> **To be done**:
1. In the forum thread on Marx switch wiring, what kind of wheels and axles does the connection require?
2. Repeat the forum thread on Marx switch wiring between "I checked an" and "plastic won't work.", inclusive, swapping out "common" for "neutral".
3. List every color named in the forum thread on Marx switch wiring.

> **Text segment**:
Did that make sense? the windings in the switch is isolated from track .works its own circuit separate from the track circuit. Im explaining it complicately(Brooklyn word).
I found this and made me think of this now .

http://www.thortrains.net/maracc4.html


----------



## T-Man (May 16, 2008)

Brooklyn758 said:


> the 3rd rail i isolated from the ground and center rail . I soldered a wire to that isolated rail and connect it to the switch on the green terminal .
> 
> 
> ( This is what I wanted to know)*************
> ...


The whole purpose for the isolated rail is to complete a ground from the opposite rail not the center. You are running current to the switch not from it when you connect the isolated rail.


IT is the axles that make the circuit complete not the the motor ground.
That is my simplest explanation.

I will read what you posted but a diagram would be best. The pole fed to the center rail should be the same fed to the coils. Not the same terminal but the same polarity. Both will work when contacted to the outer rail. That is what you need to do.

I checked an old switch and the Thor Diagram. Ground is also referred to as common. Now you have accessory power and variable train power on your transformer. Both have the same ground. The polarity for the center rail is the same as the black wire feed to the switch. The isolated rail connects to the red or green terminal. The train axles will ground out the isolated section and switch the switch.
You need steel wheels and axles for the connection. plastic won't work.

Your last statement makes sense.

With this information I will do a writeup on the Marx switch with pictures.


----------



## Brooklyn758 (May 23, 2010)

Thanks you were very informative . I still little fuzzy witht he hot common issue . But back to this subject.
The track and switch works fine . Meaning its connected properly and the track is made correct.
BUT my final conclusion . It cant work.
Un lees i can have a steady low volt 2nd source steadily powering the switch .

> **Source material**:
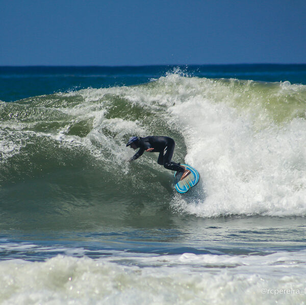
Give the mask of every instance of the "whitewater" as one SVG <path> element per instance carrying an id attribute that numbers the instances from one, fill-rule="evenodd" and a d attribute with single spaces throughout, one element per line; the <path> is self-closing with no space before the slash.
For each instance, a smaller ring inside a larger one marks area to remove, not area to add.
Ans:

> **Task solutions**:
1. Steel wheels and axles.

2.
I checked an old switch and the Thor Diagram. Ground is also referred to as neutral. Now you have accessory power and variable train power on your transformer. Both have the same ground. The polarity for the center rail is the same as the black wire feed to the switch. The isolated rail connects to the red or green terminal. The train axles will ground out the isolated section and switch the switch.
You need steel wheels and axles for the connection. plastic won't work.

3. Green, red, black